**What you have to do:**
Please present every line of the data below as a Markdown table with the columns "Row" and "Data line", leaving out blank lines.

**Supplied entries:**
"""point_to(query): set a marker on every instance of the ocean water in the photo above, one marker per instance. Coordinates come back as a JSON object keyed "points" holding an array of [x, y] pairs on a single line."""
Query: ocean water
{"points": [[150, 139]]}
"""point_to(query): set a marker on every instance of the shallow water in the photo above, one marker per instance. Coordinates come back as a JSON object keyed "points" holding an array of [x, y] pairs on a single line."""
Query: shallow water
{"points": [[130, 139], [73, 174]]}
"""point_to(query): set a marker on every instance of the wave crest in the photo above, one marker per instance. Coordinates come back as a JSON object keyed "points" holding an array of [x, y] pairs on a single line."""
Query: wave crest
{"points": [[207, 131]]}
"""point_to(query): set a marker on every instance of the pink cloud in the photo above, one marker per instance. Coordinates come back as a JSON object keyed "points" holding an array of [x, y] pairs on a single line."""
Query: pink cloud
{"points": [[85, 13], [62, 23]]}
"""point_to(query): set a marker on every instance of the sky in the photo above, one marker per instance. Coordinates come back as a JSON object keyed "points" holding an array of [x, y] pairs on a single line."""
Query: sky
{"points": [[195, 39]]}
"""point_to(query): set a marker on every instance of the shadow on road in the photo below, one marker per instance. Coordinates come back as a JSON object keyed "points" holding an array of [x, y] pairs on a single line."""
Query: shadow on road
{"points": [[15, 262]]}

**Written answer:**
| Row | Data line |
|---|---|
| 1 | """point_to(query): set a marker on every instance of the ocean water in the photo above, one marker per instance. Coordinates come back as a JSON object keyed "points" holding an array of [x, y] pairs on a single line.""" |
| 2 | Query: ocean water |
| 3 | {"points": [[150, 139]]} |
| 4 | """point_to(query): set a marker on every instance of the shallow water in the photo above, one marker per instance. Coordinates come back as a JSON object keyed "points" holding an array of [x, y] pairs on a single line.""" |
| 5 | Query: shallow water |
| 6 | {"points": [[130, 139], [73, 174]]} |
| 7 | """point_to(query): set a marker on every instance of the wave crest in the photo above, one marker per instance. Coordinates come back as a JSON object keyed "points" holding an array of [x, y] pairs on a single line.""" |
| 8 | Query: wave crest |
| 9 | {"points": [[207, 131]]} |
| 10 | """point_to(query): set a marker on every instance of the pink cloud in the photo above, one marker per instance. Coordinates come back as a JSON object keyed "points" holding an array of [x, y] pairs on a single line.""" |
| 11 | Query: pink cloud |
| 12 | {"points": [[85, 13], [62, 23]]} |
| 13 | """point_to(query): set a marker on every instance of the sky in the photo above, one marker per instance. Coordinates come back as a JSON object keyed "points" holding an array of [x, y] pairs on a single line.""" |
| 14 | Query: sky |
| 15 | {"points": [[195, 39]]} |
| 16 | """point_to(query): set a marker on every instance of the shadow on road in the photo below, one marker per instance. Coordinates come back as a JSON object keyed "points" holding an array of [x, y] pairs on a single line.""" |
| 17 | Query: shadow on road |
| 18 | {"points": [[15, 262]]} |